Task prompt — Pick up the blog text below and continue its final entry, the one about the writer's dad, from its last sentence onward.

Text provided —
By popular demand....here is my very first blogless post:
I guess it really isn't considered travel tips if you live somewhere - but I thought I would give my sound advice to those of you who would like to visit New York and are inclined to go to Target in Brooklyn.
1. Make sure you decide to drive the mile and a half - it's actually quite close, but you never know how much you'll think about in the bumper to bumper traffic.
2. Get lost.
3. It's two levels - and you won't know where anything is, so go up and down the escalator a lot
4. People like to read at Target in Brooklyn - on the sample furniture. College students in rumpled clothes - perhaps to escape their roomates? Yes, they sit around and read.
5. Formulate a question...such as "Do you have those carts? You know, the kind that you carry laundry or groceries in? The kind that grama's use? They fold up...have wheels? Do you know where those are?" and ask many different employees - trust each one and search in sporting goods, home storage, luggage, kitchen stuff and laundry supplies. No carts. If i'm sending you this email, you are most likely from the midwest (or just NICE) and you will be polite - that doesn't really help.
6. That's another good point - Brooklyn is really, really big and this is the only Target. Plan on interacting with A LOT of people and be prepared....most of the stuff that you came here to buy will be out of stock.
7. Buy everything and wheel the cart out of the store. There will be a cop there who won't let you bring stuff to your car. Go get the car.
8. $7 parking!
9. Drive around, put on flashers and walk in to get the cart from the cop. There will be a few men standing there - don't worry, these are not target employees! They will "help" you push your cart out to the car and you'll need to pay them a couple of bucks.
10. Don't forget to find parking in the neighborhood and lug all of your shit down the block and up the stairs.
Tuesday, September 30, 2008
not recent and not in new york
Gracie is one of my mom's golden retrievers and she doesn't like to swim. Dave and I took her to the dog beach in Chicago during the summer. She's so damn cute. I want a dog.
chris moore
If you have ever met my dad, then you know he is a genuinely charismatic man. Jovial in a fat-free way. Congenial. Chatty.

Data rows —
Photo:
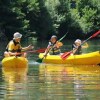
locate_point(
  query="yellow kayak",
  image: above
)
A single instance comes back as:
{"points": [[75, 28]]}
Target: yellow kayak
{"points": [[14, 62], [14, 69], [92, 58]]}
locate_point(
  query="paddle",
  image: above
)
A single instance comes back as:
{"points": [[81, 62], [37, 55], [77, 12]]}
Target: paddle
{"points": [[40, 60], [67, 54], [36, 51]]}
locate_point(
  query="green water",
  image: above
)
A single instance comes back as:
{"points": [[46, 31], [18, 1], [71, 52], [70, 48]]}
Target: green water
{"points": [[52, 81]]}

Output —
My dad will be driving his bubbly 1949 Ford down the street in Libertyville, Illinois and with one choppy little salute out the window, ten neighbors are calling his name. He's a marathon runner with tons of energy. He also works in New York so I have hung out with him in Manhattan a number of times. He knows a lot of the locals...bodega managers, deli workers, bartenders, hotel clerks. Each time I go anywhere with my dad - and this is true even when I was a child - he talks to people.
Standing on an escalator at the airport he'll comment about how heavy someone's luggage looks. Waiting for an elevator, he'll ask if he can have a sip of someone's starbucks and chuckle. Going through the line at the grocery store and he's already telling somebody all about his kids in college....and oh! This is Kimmie....she's a first grade teacher, yeah...(laughs)...those little rugrats. It's amazing how complete strangers smile and joke with my dad - especially in the middle of the biggest city in the world.
Years ago, I used to roll my eyes and step back a few feet. Or I might have tugged on his sleeve....daaaaaad. Later on, I could settle down, knowing I was in it for the long haul. All of my siblings do this.
And then.....one day, all alone in NYC, I found myself making eye contact with some woman at H&M....wanting desperately to ask her opinion on a purse. Then I'm walking down the street on Rosh Hashana and I can feel myself ready to say 'Happy New Year!' to total strangers. Or even just waiting in line at the bagel place - I just want to turn to the person next to me and chuckle, 'Ha....bagels. They are so good!'. I have very few inhibitions about joking with old ladies behind the counter at the post office or telling the heavy lidded hipster behind the counter at the coffee shop that I've been 'locked out again! can you believe it?'
It's insane.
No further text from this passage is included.